### [TO DO]
Copy out the listing in full, exactly as written, but not its pictures.

### [MATERIAL PROVIDED]
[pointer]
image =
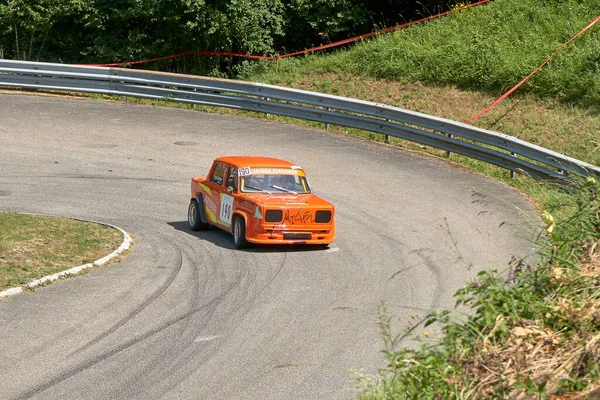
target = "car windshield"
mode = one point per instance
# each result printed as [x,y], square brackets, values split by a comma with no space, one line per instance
[274,183]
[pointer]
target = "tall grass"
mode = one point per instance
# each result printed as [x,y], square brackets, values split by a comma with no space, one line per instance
[490,48]
[534,331]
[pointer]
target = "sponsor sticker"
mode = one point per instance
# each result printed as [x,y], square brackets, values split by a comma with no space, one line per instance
[226,208]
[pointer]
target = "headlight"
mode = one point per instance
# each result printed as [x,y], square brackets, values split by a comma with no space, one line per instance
[323,217]
[273,215]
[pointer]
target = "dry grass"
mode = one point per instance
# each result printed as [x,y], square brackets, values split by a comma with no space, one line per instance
[541,355]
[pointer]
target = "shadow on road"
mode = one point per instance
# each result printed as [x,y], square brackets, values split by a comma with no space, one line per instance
[225,240]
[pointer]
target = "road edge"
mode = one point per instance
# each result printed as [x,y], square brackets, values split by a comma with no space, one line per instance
[125,245]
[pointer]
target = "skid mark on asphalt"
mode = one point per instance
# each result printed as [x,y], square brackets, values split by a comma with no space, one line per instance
[138,310]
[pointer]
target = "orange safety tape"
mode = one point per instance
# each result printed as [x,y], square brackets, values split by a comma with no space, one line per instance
[505,95]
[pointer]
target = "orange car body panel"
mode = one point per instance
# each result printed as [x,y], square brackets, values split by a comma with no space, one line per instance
[270,217]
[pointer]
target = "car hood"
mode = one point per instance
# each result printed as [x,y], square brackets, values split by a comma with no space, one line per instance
[293,201]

### [FULL RESPONSE]
[pointer]
image =
target = "car windshield"
mode = one point per instance
# each result printed as [x,y], square brackets, values split by a comma with no space, one line per instance
[274,183]
[pointer]
target = "tall grass"
mode = one point per instance
# each result printed as [x,y], square brackets, values split by a comma with no space, one line per instance
[490,48]
[534,331]
[pointer]
target = "sponsor sticker"
mode = one point per instance
# each result printed as [x,y], square brackets, values split by a comma with no space, one line per instance
[226,208]
[pointer]
target = "headlight"
mode = one point per instance
# each result printed as [x,y], square brackets, values split by a comma with no space, one line per instance
[323,217]
[273,215]
[pointer]
target = "dry grass"
mode = one point per instance
# each result printed as [x,y], square brackets, values split by a comma with no space, one line per instance
[541,355]
[pointer]
target = "shadow on road"
mode = one point per instance
# each result printed as [x,y], square brackets, values split by a comma with no space, one line per instance
[225,240]
[pointer]
target = "road edge"
mode = one point per instance
# each result printed as [x,y], square brackets, values split by a comma with no space, one line per instance
[125,245]
[pointer]
target = "skid mark on asphalt"
mode = one point per instance
# each result printed as [x,y], square brackets, values split by a comma with no space, one line per instance
[138,310]
[pointer]
target = "orange safety tape"
mode = one point per instance
# each result printed as [x,y], square brackets, values split by a comma with no space, one line per instance
[505,95]
[pointer]
target = "orange car body panel"
mode = one point per instance
# each result printed as [x,y], square brackets, values split by a comma with no space, one line per instance
[270,217]
[pointer]
target = "car hood"
mode = one point per instance
# each result printed as [x,y], square brackets, values split by a comma with no space, one line per instance
[293,201]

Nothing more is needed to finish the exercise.